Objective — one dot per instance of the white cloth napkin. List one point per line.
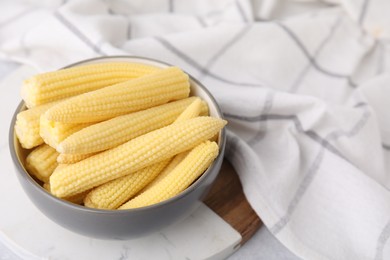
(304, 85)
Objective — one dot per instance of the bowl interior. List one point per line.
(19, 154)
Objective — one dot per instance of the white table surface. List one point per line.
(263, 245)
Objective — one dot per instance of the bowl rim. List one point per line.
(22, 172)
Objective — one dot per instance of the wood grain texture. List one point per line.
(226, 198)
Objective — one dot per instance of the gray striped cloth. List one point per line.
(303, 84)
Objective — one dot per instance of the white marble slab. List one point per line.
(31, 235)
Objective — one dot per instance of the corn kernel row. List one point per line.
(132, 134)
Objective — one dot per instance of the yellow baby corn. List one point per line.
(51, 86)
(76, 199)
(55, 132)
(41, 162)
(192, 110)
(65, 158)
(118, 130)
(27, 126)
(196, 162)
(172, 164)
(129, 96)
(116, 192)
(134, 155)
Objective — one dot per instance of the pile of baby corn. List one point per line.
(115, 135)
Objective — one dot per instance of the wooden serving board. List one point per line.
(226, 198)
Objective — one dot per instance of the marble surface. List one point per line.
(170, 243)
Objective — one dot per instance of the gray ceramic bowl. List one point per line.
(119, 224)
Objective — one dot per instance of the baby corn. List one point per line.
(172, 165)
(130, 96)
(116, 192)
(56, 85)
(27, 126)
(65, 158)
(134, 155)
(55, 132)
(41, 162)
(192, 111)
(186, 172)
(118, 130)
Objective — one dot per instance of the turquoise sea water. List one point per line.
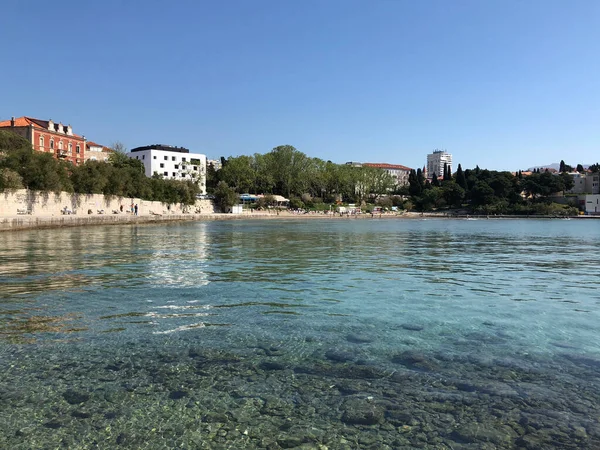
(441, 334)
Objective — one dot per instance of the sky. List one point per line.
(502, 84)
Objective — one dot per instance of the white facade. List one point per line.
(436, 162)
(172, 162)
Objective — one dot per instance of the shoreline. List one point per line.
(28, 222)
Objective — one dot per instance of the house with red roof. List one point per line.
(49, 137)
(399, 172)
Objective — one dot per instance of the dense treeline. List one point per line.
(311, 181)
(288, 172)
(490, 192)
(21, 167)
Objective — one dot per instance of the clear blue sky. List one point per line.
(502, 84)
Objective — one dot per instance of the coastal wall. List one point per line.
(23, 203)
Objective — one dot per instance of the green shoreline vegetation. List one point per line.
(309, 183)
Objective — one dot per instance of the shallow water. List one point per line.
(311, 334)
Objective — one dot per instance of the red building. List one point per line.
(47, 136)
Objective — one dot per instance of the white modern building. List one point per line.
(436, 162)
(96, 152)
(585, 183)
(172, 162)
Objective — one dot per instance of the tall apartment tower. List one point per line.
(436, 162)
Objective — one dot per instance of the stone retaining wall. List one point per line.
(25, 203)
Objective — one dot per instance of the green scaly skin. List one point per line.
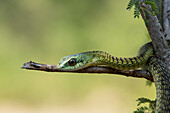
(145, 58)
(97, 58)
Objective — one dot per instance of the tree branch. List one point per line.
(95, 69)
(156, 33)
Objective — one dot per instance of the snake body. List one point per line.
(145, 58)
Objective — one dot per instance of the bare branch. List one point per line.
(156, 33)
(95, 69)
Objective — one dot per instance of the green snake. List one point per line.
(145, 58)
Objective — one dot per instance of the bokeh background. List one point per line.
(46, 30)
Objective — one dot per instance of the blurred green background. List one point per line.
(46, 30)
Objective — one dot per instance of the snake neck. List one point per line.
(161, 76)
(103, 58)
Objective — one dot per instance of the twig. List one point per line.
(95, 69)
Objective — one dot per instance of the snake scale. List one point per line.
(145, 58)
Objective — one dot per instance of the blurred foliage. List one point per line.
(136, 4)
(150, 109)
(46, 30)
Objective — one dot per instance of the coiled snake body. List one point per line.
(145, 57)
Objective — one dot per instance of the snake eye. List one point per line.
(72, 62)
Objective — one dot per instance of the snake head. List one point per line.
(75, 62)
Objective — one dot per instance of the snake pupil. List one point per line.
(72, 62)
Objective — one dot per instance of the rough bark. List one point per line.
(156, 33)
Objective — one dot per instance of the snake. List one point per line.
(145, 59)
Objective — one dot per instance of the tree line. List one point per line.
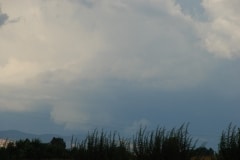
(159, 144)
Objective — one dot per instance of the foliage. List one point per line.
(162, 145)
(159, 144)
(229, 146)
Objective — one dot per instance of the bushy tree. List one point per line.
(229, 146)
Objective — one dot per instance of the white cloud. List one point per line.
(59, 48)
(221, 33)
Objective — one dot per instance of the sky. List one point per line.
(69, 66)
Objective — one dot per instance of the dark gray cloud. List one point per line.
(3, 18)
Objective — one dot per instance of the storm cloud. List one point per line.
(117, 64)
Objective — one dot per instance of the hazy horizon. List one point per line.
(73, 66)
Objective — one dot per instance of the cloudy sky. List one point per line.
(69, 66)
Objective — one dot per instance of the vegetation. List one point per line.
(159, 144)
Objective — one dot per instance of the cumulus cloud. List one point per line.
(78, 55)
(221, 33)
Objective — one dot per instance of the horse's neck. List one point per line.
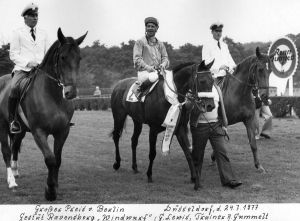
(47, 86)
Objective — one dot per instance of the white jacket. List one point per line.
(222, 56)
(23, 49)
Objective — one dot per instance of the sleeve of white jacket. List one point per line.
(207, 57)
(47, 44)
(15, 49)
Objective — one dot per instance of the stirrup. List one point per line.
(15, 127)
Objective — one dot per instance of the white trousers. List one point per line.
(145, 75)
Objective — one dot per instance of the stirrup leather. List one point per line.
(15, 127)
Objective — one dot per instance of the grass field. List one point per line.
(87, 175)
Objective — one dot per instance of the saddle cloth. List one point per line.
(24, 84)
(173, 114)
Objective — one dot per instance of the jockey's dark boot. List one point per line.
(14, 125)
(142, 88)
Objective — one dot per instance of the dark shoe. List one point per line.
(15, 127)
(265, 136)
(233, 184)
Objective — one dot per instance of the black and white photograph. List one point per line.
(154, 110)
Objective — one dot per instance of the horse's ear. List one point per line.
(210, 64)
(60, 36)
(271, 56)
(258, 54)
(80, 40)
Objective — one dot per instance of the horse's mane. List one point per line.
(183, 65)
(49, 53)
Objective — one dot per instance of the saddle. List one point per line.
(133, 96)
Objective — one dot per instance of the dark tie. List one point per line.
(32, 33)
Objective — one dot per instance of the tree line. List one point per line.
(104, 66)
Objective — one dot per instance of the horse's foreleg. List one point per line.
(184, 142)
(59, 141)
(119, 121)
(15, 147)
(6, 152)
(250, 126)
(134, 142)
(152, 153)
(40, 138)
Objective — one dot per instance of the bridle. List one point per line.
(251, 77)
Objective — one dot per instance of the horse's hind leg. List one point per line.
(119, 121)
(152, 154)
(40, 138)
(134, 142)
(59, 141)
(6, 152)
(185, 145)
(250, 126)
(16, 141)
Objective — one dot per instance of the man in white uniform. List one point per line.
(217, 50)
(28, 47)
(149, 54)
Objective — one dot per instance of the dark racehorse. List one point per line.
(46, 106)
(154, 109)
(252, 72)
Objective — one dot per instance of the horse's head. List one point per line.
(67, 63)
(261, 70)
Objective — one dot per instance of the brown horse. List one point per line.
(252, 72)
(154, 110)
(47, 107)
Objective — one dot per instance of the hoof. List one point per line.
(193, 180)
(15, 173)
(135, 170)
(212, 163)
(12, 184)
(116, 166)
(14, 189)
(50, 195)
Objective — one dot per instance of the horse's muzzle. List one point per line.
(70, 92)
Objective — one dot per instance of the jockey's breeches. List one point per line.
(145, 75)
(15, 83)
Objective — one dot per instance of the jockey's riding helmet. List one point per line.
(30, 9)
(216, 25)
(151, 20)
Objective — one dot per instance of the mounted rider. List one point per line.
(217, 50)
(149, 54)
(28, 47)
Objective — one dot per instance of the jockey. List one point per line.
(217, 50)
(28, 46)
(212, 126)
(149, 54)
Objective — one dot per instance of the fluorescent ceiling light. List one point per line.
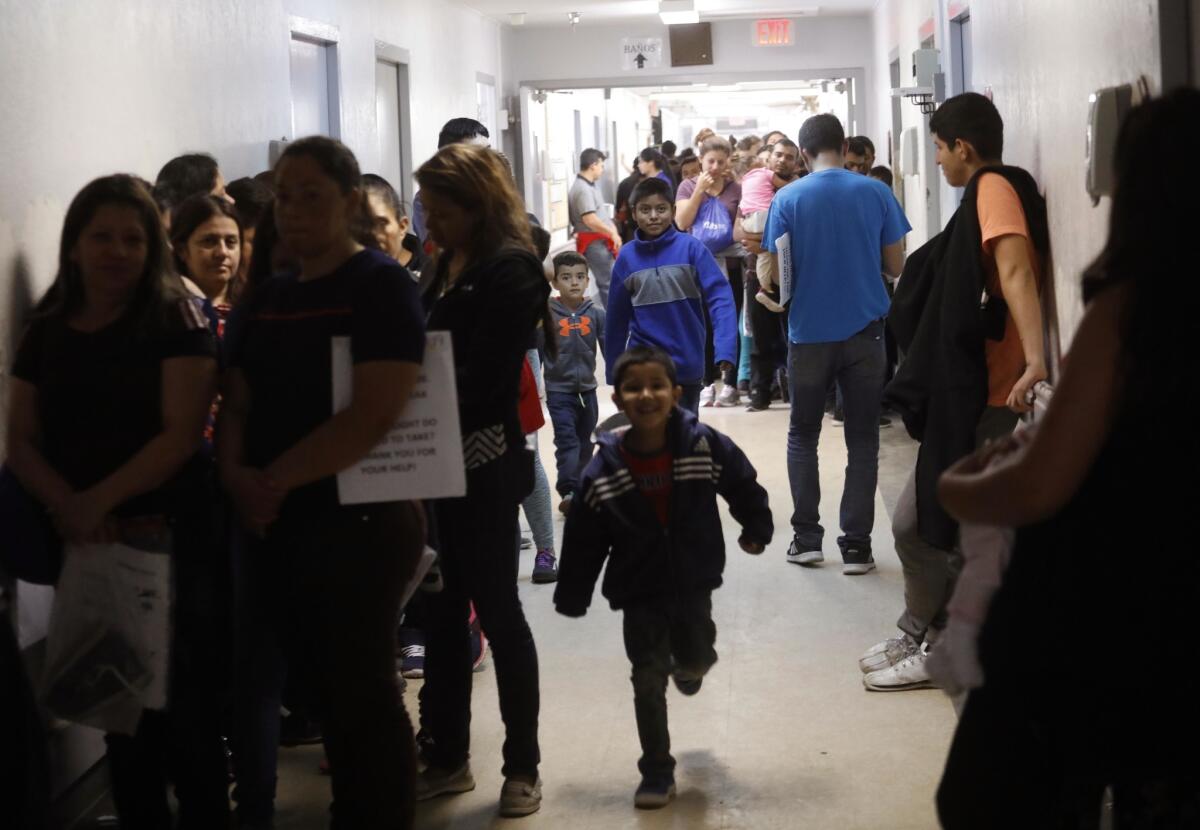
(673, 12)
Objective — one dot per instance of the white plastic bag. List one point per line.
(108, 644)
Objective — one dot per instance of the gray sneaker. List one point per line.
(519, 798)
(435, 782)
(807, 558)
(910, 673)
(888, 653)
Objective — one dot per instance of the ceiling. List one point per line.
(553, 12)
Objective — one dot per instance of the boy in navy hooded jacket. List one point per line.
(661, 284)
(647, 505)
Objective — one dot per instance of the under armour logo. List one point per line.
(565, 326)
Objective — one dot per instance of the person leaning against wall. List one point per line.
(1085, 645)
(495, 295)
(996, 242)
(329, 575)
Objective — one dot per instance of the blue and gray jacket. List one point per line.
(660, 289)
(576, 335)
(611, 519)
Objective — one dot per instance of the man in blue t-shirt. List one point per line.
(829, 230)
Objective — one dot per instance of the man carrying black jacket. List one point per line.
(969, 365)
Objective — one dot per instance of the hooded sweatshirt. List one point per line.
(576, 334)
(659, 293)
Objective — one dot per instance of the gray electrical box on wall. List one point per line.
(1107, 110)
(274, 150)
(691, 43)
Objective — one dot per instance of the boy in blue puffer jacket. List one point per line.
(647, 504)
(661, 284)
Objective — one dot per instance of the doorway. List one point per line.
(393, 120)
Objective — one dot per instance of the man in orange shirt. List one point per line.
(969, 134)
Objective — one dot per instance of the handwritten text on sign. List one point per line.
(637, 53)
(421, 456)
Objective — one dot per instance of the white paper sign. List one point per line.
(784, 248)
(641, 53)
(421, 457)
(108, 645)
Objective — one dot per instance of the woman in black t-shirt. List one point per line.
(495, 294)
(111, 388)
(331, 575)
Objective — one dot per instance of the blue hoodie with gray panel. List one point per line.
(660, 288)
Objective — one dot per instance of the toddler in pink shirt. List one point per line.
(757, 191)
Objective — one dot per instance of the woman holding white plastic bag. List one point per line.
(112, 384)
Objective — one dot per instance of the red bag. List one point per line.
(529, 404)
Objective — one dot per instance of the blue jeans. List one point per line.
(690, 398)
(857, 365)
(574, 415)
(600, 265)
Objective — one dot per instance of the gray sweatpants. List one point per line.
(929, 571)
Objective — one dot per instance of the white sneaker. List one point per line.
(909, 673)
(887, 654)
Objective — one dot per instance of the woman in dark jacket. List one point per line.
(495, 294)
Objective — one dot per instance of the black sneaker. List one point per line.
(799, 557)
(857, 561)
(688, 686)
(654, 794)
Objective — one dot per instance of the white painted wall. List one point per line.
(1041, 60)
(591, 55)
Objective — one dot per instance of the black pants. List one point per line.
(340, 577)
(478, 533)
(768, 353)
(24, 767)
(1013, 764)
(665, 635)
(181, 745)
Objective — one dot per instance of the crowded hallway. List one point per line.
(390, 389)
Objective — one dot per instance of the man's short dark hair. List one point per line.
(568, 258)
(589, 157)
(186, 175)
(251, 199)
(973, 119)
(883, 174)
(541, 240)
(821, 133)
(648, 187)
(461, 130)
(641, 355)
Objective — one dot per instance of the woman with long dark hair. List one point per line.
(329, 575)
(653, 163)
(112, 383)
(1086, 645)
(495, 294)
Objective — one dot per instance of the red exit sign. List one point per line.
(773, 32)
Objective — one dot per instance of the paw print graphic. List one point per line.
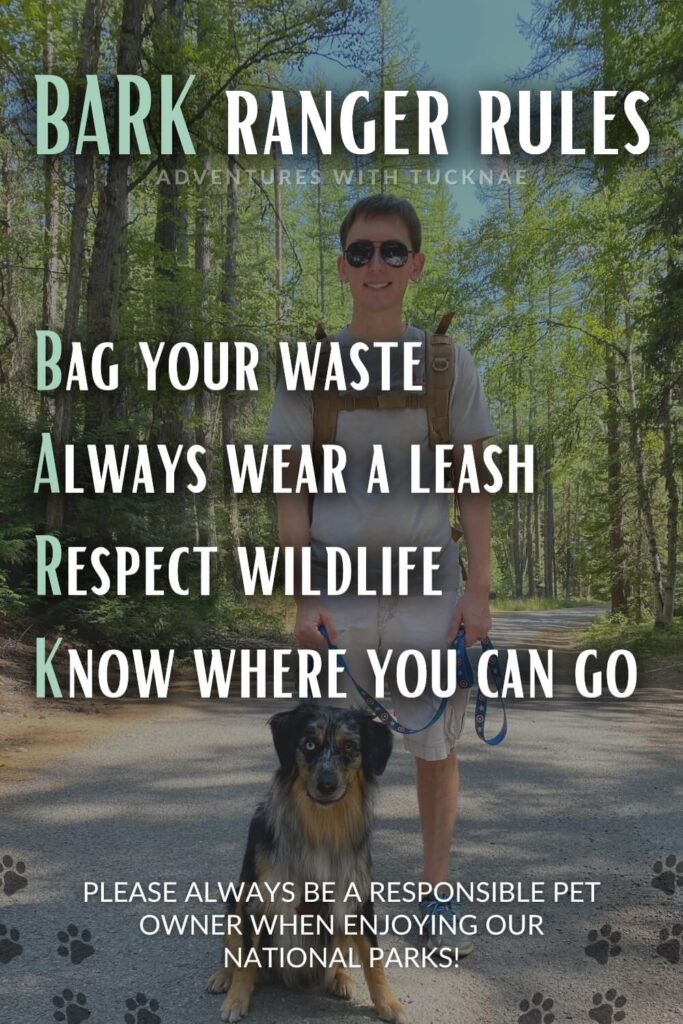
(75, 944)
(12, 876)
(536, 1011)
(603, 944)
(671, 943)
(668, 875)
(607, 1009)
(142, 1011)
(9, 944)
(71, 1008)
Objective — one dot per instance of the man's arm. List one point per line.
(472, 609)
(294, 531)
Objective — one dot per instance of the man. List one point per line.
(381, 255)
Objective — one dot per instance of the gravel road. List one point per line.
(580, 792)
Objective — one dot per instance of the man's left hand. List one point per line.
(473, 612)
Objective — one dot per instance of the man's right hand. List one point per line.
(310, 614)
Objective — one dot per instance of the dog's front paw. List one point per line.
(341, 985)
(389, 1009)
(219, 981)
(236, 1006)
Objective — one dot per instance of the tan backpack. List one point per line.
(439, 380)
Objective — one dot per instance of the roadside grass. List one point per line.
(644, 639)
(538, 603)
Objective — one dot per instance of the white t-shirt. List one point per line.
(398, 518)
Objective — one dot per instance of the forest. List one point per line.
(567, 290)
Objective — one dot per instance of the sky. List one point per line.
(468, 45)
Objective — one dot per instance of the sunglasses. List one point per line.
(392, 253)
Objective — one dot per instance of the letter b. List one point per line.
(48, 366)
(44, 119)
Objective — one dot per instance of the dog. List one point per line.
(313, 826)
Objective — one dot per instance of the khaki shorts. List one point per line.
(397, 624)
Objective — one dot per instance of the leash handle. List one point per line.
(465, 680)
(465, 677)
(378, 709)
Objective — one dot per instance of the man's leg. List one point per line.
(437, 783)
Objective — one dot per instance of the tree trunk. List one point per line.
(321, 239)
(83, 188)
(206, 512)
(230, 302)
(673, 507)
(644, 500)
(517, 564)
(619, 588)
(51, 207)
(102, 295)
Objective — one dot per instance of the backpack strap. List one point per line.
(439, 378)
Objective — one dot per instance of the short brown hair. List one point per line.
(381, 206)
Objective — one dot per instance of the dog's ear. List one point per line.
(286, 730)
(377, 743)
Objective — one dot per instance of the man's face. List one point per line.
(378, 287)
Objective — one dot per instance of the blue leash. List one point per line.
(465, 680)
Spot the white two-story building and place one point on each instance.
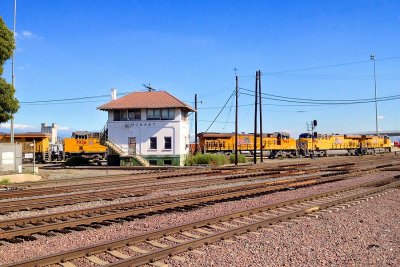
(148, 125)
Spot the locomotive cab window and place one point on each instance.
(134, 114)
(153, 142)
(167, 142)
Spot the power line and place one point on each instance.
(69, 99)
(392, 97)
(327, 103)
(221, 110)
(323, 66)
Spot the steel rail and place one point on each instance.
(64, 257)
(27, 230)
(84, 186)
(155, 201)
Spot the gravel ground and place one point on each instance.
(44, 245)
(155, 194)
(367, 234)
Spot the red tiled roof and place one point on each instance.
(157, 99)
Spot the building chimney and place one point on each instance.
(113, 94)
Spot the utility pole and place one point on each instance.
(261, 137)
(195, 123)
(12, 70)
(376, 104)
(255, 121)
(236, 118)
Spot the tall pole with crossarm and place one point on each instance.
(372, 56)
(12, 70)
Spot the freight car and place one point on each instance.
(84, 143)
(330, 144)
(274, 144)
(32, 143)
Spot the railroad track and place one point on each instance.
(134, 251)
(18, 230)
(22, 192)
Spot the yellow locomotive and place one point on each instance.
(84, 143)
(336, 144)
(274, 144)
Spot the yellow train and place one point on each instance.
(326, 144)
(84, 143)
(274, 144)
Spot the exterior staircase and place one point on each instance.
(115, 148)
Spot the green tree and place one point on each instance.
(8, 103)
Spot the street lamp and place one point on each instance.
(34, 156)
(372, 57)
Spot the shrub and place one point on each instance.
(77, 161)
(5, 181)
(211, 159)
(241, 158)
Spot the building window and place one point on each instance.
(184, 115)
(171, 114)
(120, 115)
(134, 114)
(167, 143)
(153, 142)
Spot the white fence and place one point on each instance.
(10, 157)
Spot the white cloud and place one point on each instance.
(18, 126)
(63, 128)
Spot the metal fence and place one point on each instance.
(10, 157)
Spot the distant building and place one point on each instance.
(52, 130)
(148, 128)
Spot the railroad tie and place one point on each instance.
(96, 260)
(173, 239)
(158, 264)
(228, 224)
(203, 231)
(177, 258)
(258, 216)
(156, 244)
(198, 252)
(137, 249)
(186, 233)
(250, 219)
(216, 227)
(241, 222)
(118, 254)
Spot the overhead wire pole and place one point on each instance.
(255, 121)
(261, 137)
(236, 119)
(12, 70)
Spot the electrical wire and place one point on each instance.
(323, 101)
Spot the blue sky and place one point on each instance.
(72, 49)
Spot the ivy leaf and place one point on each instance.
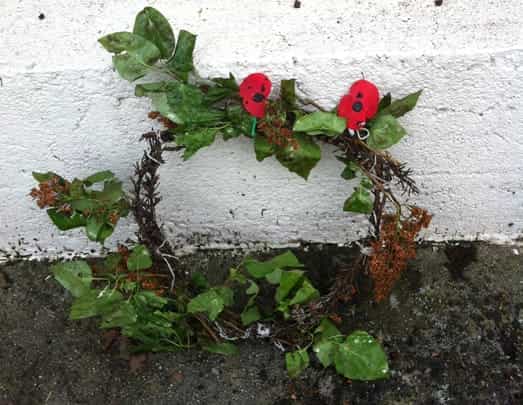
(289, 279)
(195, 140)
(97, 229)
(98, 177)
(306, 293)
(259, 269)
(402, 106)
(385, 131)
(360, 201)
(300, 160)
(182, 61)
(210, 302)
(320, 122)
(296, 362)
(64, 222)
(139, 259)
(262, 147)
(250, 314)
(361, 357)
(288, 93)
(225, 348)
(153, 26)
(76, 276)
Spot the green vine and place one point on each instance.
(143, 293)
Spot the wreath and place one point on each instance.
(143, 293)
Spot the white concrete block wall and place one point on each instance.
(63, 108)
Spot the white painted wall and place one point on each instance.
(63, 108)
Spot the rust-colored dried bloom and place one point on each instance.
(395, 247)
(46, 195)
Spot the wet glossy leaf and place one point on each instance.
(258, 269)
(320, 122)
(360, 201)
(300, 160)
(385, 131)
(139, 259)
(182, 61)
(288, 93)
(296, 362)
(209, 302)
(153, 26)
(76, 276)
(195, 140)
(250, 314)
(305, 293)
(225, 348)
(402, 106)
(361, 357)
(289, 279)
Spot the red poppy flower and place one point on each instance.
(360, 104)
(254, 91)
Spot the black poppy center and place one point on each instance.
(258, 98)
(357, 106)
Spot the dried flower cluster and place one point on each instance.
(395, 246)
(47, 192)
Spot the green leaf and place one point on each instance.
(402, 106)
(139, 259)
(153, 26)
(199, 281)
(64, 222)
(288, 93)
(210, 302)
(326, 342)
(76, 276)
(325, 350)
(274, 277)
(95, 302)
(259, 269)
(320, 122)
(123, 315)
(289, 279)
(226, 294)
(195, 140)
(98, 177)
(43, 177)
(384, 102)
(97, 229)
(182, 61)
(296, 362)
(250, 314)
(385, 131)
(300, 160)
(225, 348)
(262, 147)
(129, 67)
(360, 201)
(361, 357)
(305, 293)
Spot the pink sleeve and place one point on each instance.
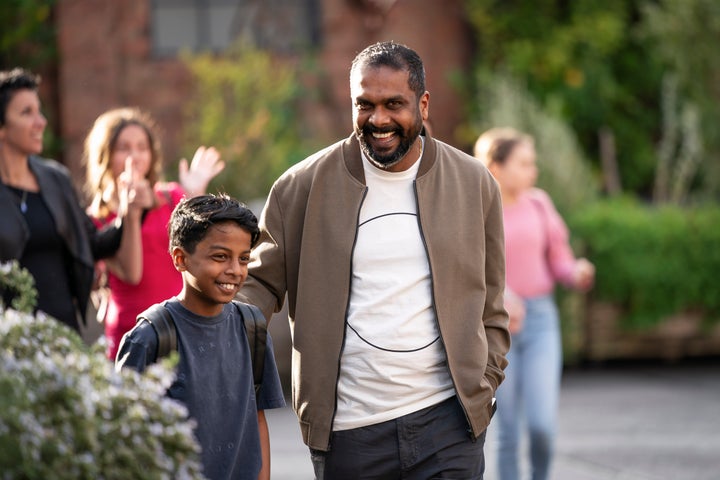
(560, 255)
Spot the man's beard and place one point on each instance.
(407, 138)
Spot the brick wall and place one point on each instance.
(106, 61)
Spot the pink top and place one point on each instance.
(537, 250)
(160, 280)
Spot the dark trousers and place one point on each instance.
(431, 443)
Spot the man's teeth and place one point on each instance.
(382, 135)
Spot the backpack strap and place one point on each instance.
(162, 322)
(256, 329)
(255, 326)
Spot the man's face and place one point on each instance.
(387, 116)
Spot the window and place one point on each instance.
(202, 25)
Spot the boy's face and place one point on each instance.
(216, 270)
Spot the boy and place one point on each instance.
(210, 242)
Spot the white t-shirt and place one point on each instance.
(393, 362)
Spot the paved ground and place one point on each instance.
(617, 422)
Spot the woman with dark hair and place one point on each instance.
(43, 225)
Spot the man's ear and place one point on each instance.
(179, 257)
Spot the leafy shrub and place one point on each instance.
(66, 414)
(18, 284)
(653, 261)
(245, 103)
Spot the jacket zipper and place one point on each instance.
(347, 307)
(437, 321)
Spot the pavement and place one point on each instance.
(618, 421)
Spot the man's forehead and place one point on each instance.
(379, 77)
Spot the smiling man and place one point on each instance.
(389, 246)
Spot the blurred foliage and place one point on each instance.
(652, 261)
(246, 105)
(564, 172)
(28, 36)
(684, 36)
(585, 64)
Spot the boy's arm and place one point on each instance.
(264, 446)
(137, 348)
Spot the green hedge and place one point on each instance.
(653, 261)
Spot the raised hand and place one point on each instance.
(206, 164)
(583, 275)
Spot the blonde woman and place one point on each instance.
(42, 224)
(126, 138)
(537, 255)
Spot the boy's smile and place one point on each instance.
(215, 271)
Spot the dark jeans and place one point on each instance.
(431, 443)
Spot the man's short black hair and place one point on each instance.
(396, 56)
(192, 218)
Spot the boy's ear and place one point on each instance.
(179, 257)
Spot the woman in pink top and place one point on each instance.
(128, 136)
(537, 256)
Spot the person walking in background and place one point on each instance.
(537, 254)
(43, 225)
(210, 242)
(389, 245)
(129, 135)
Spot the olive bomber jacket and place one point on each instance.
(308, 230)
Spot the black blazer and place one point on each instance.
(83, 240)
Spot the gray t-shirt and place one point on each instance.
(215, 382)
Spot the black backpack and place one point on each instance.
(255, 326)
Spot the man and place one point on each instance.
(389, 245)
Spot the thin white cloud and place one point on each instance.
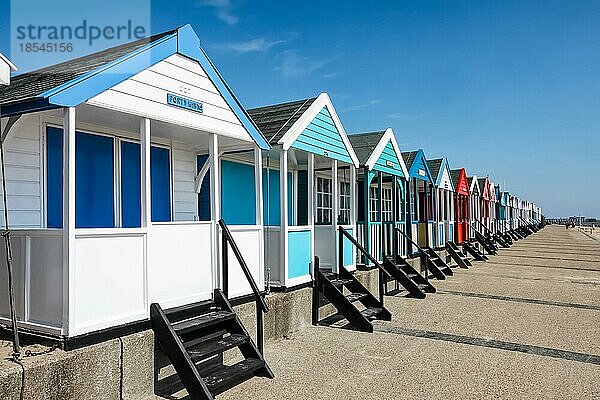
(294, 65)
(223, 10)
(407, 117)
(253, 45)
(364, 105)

+++++

Job
What do the lines above say from the line containing "Spot the smiling" through the last line? Quote them exactly, both ends included, and leave out the pictures.

Expected answer
Spot the smiling man and place one point on each instance.
(389, 246)
Spot the blurred foliage and place one point on each instance.
(652, 261)
(246, 105)
(564, 172)
(28, 36)
(684, 36)
(585, 64)
Spot the boy's arm and place one point on each instance.
(264, 446)
(137, 348)
Spot the green hedge and place one point on each instance.
(653, 261)
Spot the raised hand and place one point on each instance.
(206, 164)
(583, 275)
Spot the blonde woman and place one point on each instance.
(42, 224)
(126, 138)
(537, 255)
Spot the boy's smile and place one point on each instance.
(215, 271)
Spot the dark jeans and place one point on each instance.
(431, 443)
Spot the man's short black hair and place one point on each instance.
(396, 56)
(192, 218)
Spot the boy's ear and place one point on each instance.
(179, 257)
Spot the woman in pink top and place one point on each instance.
(128, 136)
(537, 256)
Spot the person walking in background and place one point on each instance.
(537, 254)
(43, 225)
(210, 242)
(389, 245)
(129, 135)
Spot the olive bomber jacket and place one point on each instance.
(308, 230)
Spot the black blazer and place one point on each instance.
(83, 240)
Spot the gray t-shirt and place one point on each instance.
(215, 382)
Spot the black backpack and place one point on each instance.
(255, 326)
Spot the man and place one point on each instance.
(389, 245)
Spot the thin white cloud and place one point on each instance.
(294, 65)
(223, 10)
(407, 117)
(253, 45)
(364, 105)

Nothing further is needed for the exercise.